→ **Estratto da leggere**:

Vero, e ci stava alla grande, quella era l’idea. Ma se devo dirtela tutta, io volo anche con i pezzi di Love, quelli per cui magari Tommaso può essere criticato perché si è aperto troppo al pop eccetera eccetera, ma Zero stare sereno, con quei pezzi lì volo!, e poi oh, c’è una cosa come Questa nostra stupida canzone d’amore che è una gran canzone, che le si vuole dire? Si tratta di una scrittura e di un’elaborazione importanti.

Tornando alla presunta “solitudine” da solista, come ti vedi sul palco nel nuovo tour? Sarai anche lì solo?

Sicuramente sarà uno dei risvolti più interessanti da affrontare di questa nuova fase, ma sarò in buona compagnia perché sul palco saremo in sei: oltre me, due chitarre, basso, batteria e Ceri. Poi vabbè, stiamo pensando ad altri ospiti da invitare sul palco, ho già qualche idea, e sicuramente per le date più grandi cercheremo di chiamare qualcuno con cui condividere l’esperienza.

Mi hai parlato di Ceri, vogliamo soffermarci un attimo sul vostro rapporto? Ha prodotto il tuo disco e sono anni che ormai mette lo zampino in lavori di grande successo. Cosa significa collaborare con un artista così?

Beh, come detto già solo nei concerti sarà un faro: Ceri è da un anno che è in tour, è un treno, uno che vive la sua arte in maniera spontanea e trasversale. Mi ha dimostrato il suo modo di fare quando abbiamo iniziato a collaborare. Io avevo in mente Stanza singolaaveva già una forma, avevo tra le mani diversi provini, ci mancava solo un produttore che desse al lavoro il sound finale, coeso. Abbiamo fatto prove con diversi produttori, poi un giorno io e Ceri siamo entrati in contatto. Ecco, gli ho spiegato le intenzioni, gli ho dato in mano i provini di Frigobar e in un pomeriggio è stato confezionato il pezzo. E di seguito, tutto Stanza singola. Ha capito subito la direzione del progetto, il respiro anni ’70 che volevo dargli.

E ad oggi possiamo dire che ci siete riusciti alla grande, a raggiungere questo scopo. Ma allora, più che chiederti le influenze dirette anni ’70 di Stanza singola che ormai sono note, c’è magari un certo tipo di musica più recente, che so, dei primi Duemila, con la quale sei cresciuto e che più o meno consciamente fa parte del tuo bagaglio di fonti artistiche?

Una risposta puntuale forse non c’è, perché io ho sempre sentito tanta musica. Qua, in Stanza singola, si trattava di riportare la roba di quel decennio lì, i ’70. Poi certo, io sono uno del ’92, ed è naturale che sia figlio anche della musica uscita più in là, in quel tempo che mi dici tu. Volente o nolente ho ingurgitato tutto ciò che usciva in quegli anni, ho approfondito e studiato anche autori di quella scuola. Quindi è chiaro, ho voluto fare una roba anni ’70, ma mi prendo anche tutto quello che c’è stato dopo. Però ti confermo che ogni intenzione era legata a quel passato più remoto, anche perché con lo stesso Ceri ci siamo resi conto che con quel sound tutto girava meglio.

→ **Compiti da svolgere**:
1. Nell'intervista, quante persone saliranno sul palco durante il nuovo tour?
2. Continua l'intervista a partire dall'ultima risposta riportata.

→ **Dati mostrati**:
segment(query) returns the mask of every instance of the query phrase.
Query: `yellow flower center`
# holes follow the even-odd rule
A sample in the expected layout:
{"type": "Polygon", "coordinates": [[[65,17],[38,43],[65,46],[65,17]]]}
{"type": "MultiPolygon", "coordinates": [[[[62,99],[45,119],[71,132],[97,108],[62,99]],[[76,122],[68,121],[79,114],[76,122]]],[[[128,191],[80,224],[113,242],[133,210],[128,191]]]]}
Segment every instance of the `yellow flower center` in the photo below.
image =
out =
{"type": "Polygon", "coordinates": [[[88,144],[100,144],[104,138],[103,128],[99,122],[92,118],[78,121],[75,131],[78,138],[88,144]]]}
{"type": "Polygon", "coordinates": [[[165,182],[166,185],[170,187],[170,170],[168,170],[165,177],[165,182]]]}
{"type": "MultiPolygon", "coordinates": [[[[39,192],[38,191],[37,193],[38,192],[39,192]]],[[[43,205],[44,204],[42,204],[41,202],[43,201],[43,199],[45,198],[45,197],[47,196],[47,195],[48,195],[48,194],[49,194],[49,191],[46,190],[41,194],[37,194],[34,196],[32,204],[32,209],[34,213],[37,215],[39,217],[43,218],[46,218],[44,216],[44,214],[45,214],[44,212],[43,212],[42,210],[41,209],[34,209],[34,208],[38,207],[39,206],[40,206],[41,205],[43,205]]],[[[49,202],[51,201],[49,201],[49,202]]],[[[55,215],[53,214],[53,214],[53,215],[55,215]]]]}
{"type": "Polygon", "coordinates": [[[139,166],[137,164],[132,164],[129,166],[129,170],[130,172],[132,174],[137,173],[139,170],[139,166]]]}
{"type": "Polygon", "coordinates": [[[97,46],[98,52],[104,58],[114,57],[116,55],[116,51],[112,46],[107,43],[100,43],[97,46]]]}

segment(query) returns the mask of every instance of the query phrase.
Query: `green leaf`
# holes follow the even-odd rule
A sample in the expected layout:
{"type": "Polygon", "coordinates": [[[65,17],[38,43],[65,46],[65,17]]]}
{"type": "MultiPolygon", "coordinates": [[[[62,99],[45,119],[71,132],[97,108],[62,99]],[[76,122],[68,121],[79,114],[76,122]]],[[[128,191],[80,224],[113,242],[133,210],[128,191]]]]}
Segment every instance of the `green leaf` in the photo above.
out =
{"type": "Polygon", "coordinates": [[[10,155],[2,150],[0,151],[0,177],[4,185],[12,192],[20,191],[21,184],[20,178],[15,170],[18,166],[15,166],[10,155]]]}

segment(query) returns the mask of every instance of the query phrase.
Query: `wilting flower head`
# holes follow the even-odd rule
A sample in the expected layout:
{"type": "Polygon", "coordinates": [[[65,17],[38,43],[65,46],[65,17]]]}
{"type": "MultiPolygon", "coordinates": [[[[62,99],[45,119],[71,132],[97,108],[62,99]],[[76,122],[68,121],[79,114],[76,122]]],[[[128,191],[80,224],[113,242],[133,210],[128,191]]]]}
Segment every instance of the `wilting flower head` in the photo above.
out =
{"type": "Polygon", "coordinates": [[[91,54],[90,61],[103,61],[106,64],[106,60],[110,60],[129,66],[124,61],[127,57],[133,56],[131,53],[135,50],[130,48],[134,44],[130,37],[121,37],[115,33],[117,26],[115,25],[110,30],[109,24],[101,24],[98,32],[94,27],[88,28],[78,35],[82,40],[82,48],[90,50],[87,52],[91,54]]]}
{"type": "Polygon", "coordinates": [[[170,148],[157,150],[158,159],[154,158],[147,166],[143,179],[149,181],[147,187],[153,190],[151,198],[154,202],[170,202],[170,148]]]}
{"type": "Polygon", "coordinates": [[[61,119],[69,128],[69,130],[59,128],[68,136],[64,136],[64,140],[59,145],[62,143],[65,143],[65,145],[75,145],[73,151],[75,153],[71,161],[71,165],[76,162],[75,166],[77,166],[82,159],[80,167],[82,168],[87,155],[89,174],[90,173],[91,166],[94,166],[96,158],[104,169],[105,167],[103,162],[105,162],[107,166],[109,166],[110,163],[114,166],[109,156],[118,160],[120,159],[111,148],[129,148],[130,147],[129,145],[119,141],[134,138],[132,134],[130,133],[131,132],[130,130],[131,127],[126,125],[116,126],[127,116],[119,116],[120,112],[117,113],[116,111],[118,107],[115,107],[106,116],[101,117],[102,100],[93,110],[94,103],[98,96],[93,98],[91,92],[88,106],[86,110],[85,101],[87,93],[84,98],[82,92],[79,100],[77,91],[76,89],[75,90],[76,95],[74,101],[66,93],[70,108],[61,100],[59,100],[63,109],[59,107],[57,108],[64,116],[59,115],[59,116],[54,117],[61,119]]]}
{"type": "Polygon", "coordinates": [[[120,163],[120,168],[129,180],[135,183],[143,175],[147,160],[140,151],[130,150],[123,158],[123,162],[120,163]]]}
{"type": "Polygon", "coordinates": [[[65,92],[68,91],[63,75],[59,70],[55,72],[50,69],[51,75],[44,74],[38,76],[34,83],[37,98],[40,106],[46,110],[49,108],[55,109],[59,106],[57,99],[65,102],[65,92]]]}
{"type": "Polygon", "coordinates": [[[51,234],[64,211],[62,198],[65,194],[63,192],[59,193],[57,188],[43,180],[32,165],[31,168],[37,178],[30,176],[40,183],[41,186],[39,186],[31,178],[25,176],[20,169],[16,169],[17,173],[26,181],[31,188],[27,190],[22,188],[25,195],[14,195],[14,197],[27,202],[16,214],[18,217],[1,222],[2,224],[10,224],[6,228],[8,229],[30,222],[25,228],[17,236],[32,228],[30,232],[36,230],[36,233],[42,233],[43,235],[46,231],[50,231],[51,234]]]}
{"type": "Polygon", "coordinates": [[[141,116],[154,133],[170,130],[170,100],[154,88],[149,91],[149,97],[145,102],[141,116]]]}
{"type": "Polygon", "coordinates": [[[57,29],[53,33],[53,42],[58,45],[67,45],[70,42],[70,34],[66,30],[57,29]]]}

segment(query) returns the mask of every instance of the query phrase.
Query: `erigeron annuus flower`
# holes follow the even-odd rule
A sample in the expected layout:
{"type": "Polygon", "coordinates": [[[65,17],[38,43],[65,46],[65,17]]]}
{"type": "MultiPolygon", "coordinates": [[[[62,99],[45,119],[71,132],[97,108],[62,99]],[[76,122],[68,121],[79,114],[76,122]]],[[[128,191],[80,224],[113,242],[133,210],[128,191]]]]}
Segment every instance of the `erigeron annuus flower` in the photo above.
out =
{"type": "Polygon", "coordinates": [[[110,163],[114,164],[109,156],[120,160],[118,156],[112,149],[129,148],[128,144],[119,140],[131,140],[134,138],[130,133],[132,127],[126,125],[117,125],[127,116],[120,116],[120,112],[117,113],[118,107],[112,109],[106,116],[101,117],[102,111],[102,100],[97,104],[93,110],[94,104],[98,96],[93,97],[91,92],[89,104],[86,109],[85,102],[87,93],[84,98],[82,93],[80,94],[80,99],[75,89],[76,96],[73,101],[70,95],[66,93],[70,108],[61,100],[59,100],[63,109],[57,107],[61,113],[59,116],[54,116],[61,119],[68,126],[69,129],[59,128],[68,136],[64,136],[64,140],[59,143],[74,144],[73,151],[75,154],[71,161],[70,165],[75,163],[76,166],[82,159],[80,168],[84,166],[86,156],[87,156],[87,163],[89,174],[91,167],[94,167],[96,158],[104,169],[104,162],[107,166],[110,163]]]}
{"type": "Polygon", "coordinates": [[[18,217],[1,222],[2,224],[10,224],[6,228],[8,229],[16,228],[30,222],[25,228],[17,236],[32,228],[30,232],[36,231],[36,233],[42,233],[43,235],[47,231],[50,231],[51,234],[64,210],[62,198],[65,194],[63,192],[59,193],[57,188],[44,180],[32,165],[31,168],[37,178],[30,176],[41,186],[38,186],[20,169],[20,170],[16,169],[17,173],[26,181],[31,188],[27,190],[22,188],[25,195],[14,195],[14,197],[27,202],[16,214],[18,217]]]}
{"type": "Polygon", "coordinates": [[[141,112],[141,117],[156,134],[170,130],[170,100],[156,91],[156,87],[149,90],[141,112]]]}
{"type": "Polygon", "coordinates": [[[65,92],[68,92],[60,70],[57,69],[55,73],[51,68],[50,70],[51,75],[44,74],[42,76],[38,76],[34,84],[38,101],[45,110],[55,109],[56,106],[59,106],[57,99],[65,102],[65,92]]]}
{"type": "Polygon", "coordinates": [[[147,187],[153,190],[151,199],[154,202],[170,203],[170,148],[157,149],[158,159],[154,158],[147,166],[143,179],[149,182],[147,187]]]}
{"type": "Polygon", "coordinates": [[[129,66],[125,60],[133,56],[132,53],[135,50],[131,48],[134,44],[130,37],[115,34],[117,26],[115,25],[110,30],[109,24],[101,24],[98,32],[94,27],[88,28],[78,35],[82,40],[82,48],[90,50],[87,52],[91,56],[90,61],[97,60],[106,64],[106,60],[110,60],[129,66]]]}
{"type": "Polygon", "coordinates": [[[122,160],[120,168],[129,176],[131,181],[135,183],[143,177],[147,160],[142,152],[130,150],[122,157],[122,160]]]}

→ **Risposte ai compiti**:
1. Sei: oltre a chi risponde, due chitarre, basso, batteria e Ceri.

2.
…Soprattutto la tua scrittura, che mi sembra cambiata, raffinata. Per esempio hai cambiato la concezione di Roma, da pratica e quotidiana a ineffabile, ma più in generale, un po’ tutto nella tua lirica mi sembra essersi sublimato.

Guarda, ho lavorato abbastanza sotto questo aspetto. Volevo dare una svolta anche alla mia scrittura. Infatti, chi si aspettava una roba alla Polaroid, casca male; certo c’è roba così, ma non solo. Qui c’è più malinconia, prima le mie strofe erano fatte più di immagini, di sguardi, oggi invece ho cercato di dare un filo logico ai miei testi. Una roba più coesa, meno slegata.

Ora mi togli una curiosità? Tu e Carl siete usciti con le Polaroid prima su Youtube, infine tutto il progetto, tale e quale, è diventato un album uscito per Bomba Dischi, la tua attuale etichetta. Mi dici come è nato il sodalizio con loro?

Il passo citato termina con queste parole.